On Sunday 31st May 2020, Zohra was brought to the Begum Akhtar Rukhsana Memorial Hospital with extreme injuries. According to the police, the suspect admitted that he and his wife had beaten Zohra after she let his "expensive pet parrots escape from their cage".
Zohra sustained injuries to her face, hands, below her rib cage and legs. She also had wounds on her thighs, which suggested that she might have been sexually assaulted. Zohra died from the injuries she sustained.
Pakistan has a shameful history of child abuse cases. Back in 1999, a man confessed to the murder of 100 runaway boys and orphans living on the streets of Lahore and disposed of their bodies using vats of hydrochloric acid. In 2016, judge Raja Khurram Ali Khan and his wife, Maheen Zafar, were convicted for torturing their 10-year-old maid, Tayyaba. In 2018, seven-year-old Zainab Ansari was raped and murdered her body found in a rubbish skip.
Whilst there has been no comprehensive study on the number of children abused in Pakistan, it is estimated that there are at least 10 new victims per day, although the real number is almost definitely higher. With poverty rife within the country, and an estimated 22.8 million children aged 5-16 not attending school, many are used as domestic workers - with no rights and no protection from the horrific torture and abuse they are made to endure.
In memory of Zohra, and the countless others subjected to child abuse and torture, The Amir Khan Foundation is launching the Zohra Shah Child Protection Fund to protect innocent children from human rights violations across Pakistan.
As well as supporting Zohra's parents and four siblings directly, the fund will take a four-pronged approach to combatting child abuse and child domestic exploitation by:
1. Providing support to victims and their families, though financial aid and trauma therapy where necessary;
2. Bringing perpetrators to justice through public campaigns to highlight individual cases, while also preventing the settlement of cases through financial coercion by working directly with ministers and courts;
3. Building a network of grassroots organisations to lobby for legislative change.
4. Financially supporting projects on the ground, which protect vulnerable children from child abuse.

LISTED RECORDS:
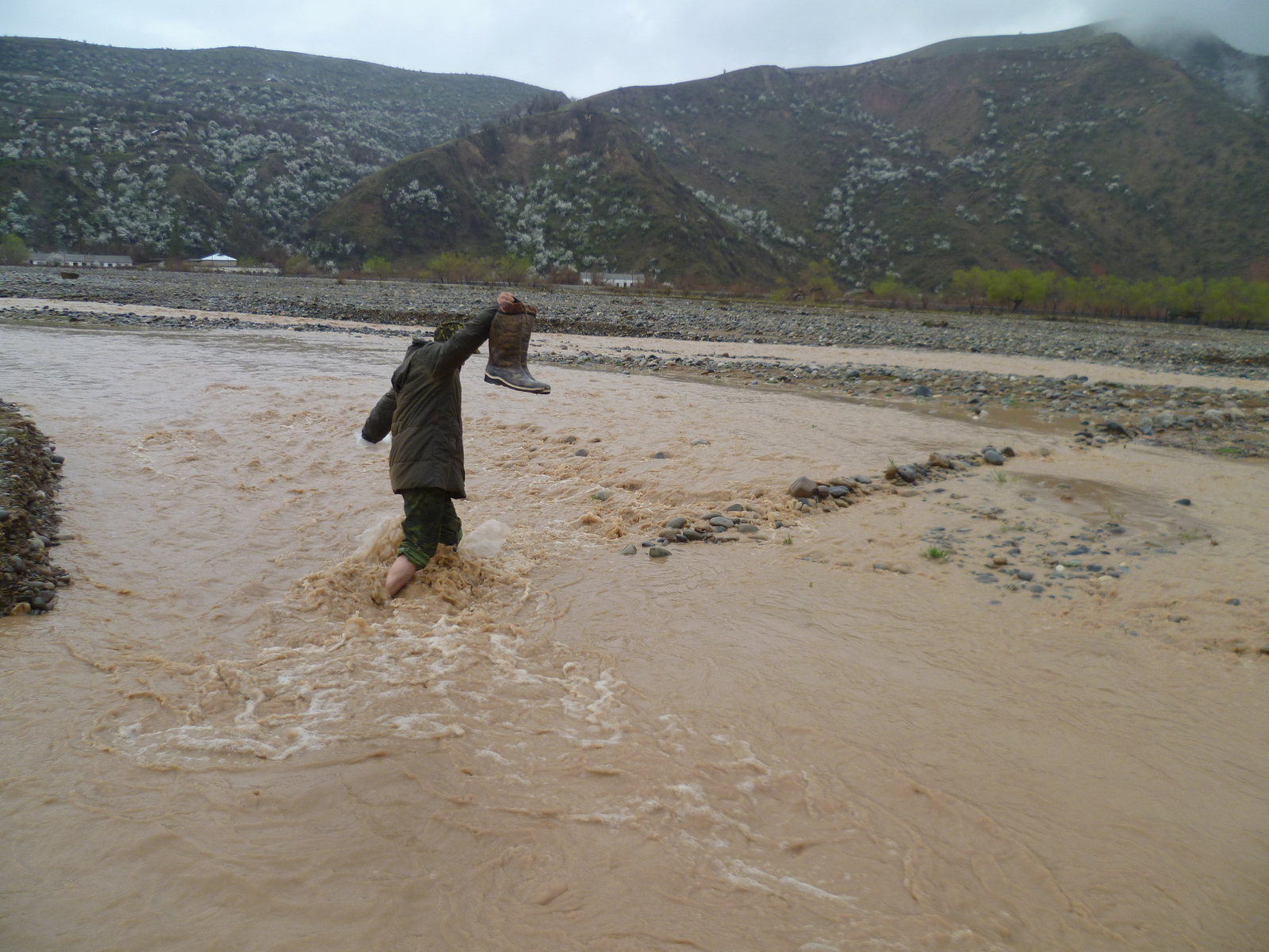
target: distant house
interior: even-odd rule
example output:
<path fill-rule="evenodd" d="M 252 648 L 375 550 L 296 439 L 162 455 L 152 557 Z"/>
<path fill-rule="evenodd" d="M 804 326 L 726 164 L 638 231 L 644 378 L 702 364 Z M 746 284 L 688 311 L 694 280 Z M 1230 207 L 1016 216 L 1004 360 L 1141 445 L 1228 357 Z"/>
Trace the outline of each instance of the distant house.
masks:
<path fill-rule="evenodd" d="M 207 255 L 207 258 L 199 258 L 190 264 L 197 264 L 203 268 L 237 268 L 237 258 L 230 258 L 228 255 L 222 255 L 217 251 L 213 255 Z"/>
<path fill-rule="evenodd" d="M 131 268 L 131 255 L 86 255 L 81 251 L 34 251 L 30 264 L 61 265 L 63 268 Z"/>
<path fill-rule="evenodd" d="M 642 274 L 618 274 L 615 272 L 582 272 L 582 284 L 608 284 L 614 288 L 633 288 L 643 284 Z"/>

EXERCISE SET:
1) List every year mentioned in the excerpt on child abuse in Pakistan.
2) Rewrite the passage of the excerpt on child abuse in Pakistan from "On Sunday 31st" up to and including "injuries she sustained.", renaming "Zohra" to "Zohra Shah" throughout.
The rows come from a separate source unrelated to the excerpt.

ANSWERS BY ITEM:
1) 1999, 2016, 2018, 2020

2)
On Sunday 31st May 2020, Zohra Shah was brought to the Begum Akhtar Rukhsana Memorial Hospital with extreme injuries. According to the police, the suspect admitted that he and his wife had beaten Zohra Shah after she let his "expensive pet parrots escape from their cage".
Zohra Shah sustained injuries to her face, hands, below her rib cage and legs. She also had wounds on her thighs, which suggested that she might have been sexually assaulted. Zohra Shah died from the injuries she sustained.